• **Written exercise 1**
Could you copy the passage on Citizens Co-op word for word, everything from "Citizens Co-op was a food" down to "July 15, 2011."?

• **Passage provided**
--- Begin ---

Citizens Co-op was a food cooperative, or a community owned market located in Gainesville, Florida. It closed in 2016 due to financial issues.

Origins 
Gretchen McIntyre, Elizabeth Nesbit, Wesley Hogan, Noah Shitama, and Matt Vargas signed the Articles of Incorporation on May 1, 2008.
Founders Elizabeth Nesbit and Gretchen McIntyre were separately inspired by co-ops in other cities: McInyre by a visit to a co-op in Asheville, N.C, and Nesbit by touring various US communities in search for a new home and discovering co-ops. After years of fundraising and spreading the word with events such as a benefit concert on April 25, 2009, and receiving the final push they needed on April 23, 2011, when they met their goal of raising $15,000 through  Kickstarter.com, Citizens Co-op held its grand opening on July 15, 2011.

Local Pledge and Sustainable Practice 
Citizens Co-op operated on a Local First policy by prioritizing their purchases from local and regional producers and
vendors whenever possible. Food and products grown and/or processed within 150 miles of Gainesville were considered local while the
borders of Mississippi, Tennessee, and North Carolina were considered within its region. In addition to
locale, they based their purchases on overall quality and freshness. Citizens Co-op was committed to building direct
relationships with their producers and showed preference for sustainably grown and produced goods.

Citizens Co-op aimed to provide a solution to food safety, environmental, industrial, and economical issues by promoting health and nutrition, increasing local jobs, providing naturally raised meats, allowing shoppers to support local economy, preserving seeds, maintaining low tillage and crop rotation, promoting biodiversity of species, and providing affordable organic food. Citizens Co-op supported local food from naturally grown, small-scale and family-farms and other local businesses to create a strong economic base in the community in order to move toward regional self-sufficiency. Citizen Co-op's model for business was based upon respect, mutuality, and cooperation; intentions of reaching out to the community in its entirety include offering financial options for lower income households, providing home delivery services for working families and elderly patrons, working with local non-profit organizations, schools, and other groups for productive social and environmental change, creating a distribution network for local farms to supply buyers with the freshest produce, and supplying a venue for any member to sell their goods in a supported marketplace. The co-op operated using environmentally sustainable processes such as solar panels, credits for reusing bags or containers, composting in-house waste, recycling, water conservation practices, and energy efficient lighting, heating, cooling, and equipment.

Operations 
Citizens Co-op was a legal entity in the State of Florida that was structured to operate as a cooperative. Its mission was to act as a local food grocer, educate consumers about their food, and to contribute to the local community.

Citizens Co-op offered certified organic groceries: vegetables, fruit and meat from local producers as well as other locally-made food and beauty products, supplemented by organic and fair-trade brand-name groceries and produce.

--- End ---

• **Written exercise 2**
Can you reproduce the records verbatim, everything from the line containing "Hi annotator — please examine the photo and mark every ceiling" down to the end of the records?

• **Supplied material**
--- Begin ---

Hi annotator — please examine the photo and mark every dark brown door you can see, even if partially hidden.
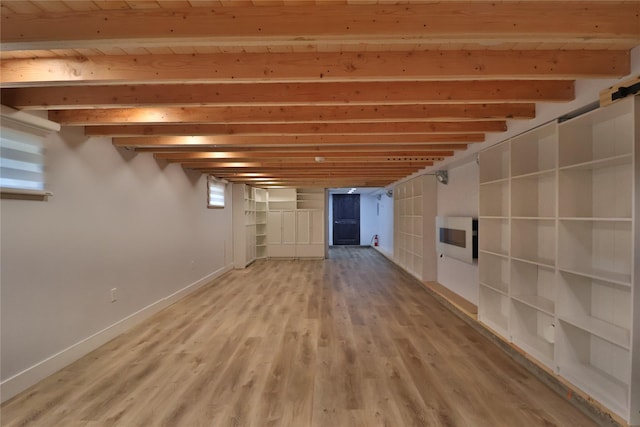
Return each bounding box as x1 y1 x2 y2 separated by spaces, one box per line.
333 194 360 245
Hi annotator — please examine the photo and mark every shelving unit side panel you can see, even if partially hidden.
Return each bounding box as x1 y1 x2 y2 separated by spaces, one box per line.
511 121 558 176
479 181 509 217
478 252 509 294
511 260 556 308
479 142 509 183
629 96 640 425
478 218 509 255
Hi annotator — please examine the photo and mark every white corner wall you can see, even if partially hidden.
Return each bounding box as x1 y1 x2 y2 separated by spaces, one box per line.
360 194 378 246
433 158 481 305
0 128 232 400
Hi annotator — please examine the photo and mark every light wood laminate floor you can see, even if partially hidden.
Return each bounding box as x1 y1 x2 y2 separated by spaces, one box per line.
2 248 595 427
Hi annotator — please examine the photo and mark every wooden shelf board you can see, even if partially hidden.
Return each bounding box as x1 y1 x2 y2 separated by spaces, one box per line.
513 295 555 316
480 282 509 297
559 153 633 172
558 266 631 287
558 315 631 350
511 168 556 180
511 256 556 269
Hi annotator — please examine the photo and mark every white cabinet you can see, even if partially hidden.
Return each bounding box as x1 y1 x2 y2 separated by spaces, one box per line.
266 188 325 258
267 210 296 258
478 96 640 425
255 188 267 258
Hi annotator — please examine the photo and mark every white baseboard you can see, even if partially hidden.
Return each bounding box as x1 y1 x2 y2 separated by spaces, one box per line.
0 265 233 402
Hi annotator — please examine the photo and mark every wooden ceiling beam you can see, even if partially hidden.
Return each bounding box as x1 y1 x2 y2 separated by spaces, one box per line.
182 158 433 172
84 120 507 137
113 133 484 148
0 50 630 87
130 143 467 155
1 1 640 50
209 168 415 178
1 80 574 110
154 149 454 162
49 103 535 126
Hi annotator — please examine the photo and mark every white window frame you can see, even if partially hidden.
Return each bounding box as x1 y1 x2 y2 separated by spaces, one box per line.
0 105 60 200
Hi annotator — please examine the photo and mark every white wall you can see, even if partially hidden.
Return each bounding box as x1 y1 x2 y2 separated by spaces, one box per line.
360 194 378 246
433 159 482 304
0 128 232 399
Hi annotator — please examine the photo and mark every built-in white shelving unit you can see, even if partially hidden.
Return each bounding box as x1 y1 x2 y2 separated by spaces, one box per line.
232 184 256 268
255 188 267 258
393 175 437 281
233 188 325 268
478 96 640 425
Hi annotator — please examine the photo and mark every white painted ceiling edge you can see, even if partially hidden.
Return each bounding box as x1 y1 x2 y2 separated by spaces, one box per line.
396 45 640 188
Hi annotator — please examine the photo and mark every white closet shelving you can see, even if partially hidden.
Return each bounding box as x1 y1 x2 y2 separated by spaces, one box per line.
232 184 256 268
478 97 640 425
266 188 325 258
478 143 511 337
255 188 267 258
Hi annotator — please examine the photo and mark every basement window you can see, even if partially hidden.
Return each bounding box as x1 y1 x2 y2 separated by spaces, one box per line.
207 175 226 209
0 105 60 200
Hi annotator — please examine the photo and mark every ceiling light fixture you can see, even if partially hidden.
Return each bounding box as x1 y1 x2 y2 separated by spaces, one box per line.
434 171 449 185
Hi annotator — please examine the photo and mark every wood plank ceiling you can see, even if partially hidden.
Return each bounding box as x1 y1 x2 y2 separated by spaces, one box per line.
0 0 640 187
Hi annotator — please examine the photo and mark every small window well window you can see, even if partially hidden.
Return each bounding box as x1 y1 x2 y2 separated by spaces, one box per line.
207 175 226 209
0 128 44 191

--- End ---

• **Exercise answer 1**
Citizens Co-op was a food cooperative, or a community owned market located in Gainesville, Florida. It closed in 2016 due to financial issues.

Origins 
Gretchen McIntyre, Elizabeth Nesbit, Wesley Hogan, Noah Shitama, and Matt Vargas signed the Articles of Incorporation on May 1, 2008.
Founders Elizabeth Nesbit and Gretchen McIntyre were separately inspired by co-ops in other cities: McInyre by a visit to a co-op in Asheville, N.C, and Nesbit by touring various US communities in search for a new home and discovering co-ops. After years of fundraising and spreading the word with events such as a benefit concert on April 25, 2009, and receiving the final push they needed on April 23, 2011, when they met their goal of raising $15,000 through  Kickstarter.com, Citizens Co-op held its grand opening on July 15, 2011.

• **Exercise answer 2**
Hi annotator — please examine the photo and mark every ceiling light fixture you can see, even if partially hidden.
Return each bounding box as x1 y1 x2 y2 separated by spaces, one box per line.
434 171 449 185
Hi annotator — please examine the photo and mark every wood plank ceiling you can see, even if partially hidden.
Return each bounding box as x1 y1 x2 y2 separated by spaces, one box per line.
0 0 640 187
Hi annotator — please examine the photo and mark every small window well window you can see, even if partially hidden.
Return each bounding box as x1 y1 x2 y2 separated by spaces, one box per line.
207 175 226 209
0 128 44 191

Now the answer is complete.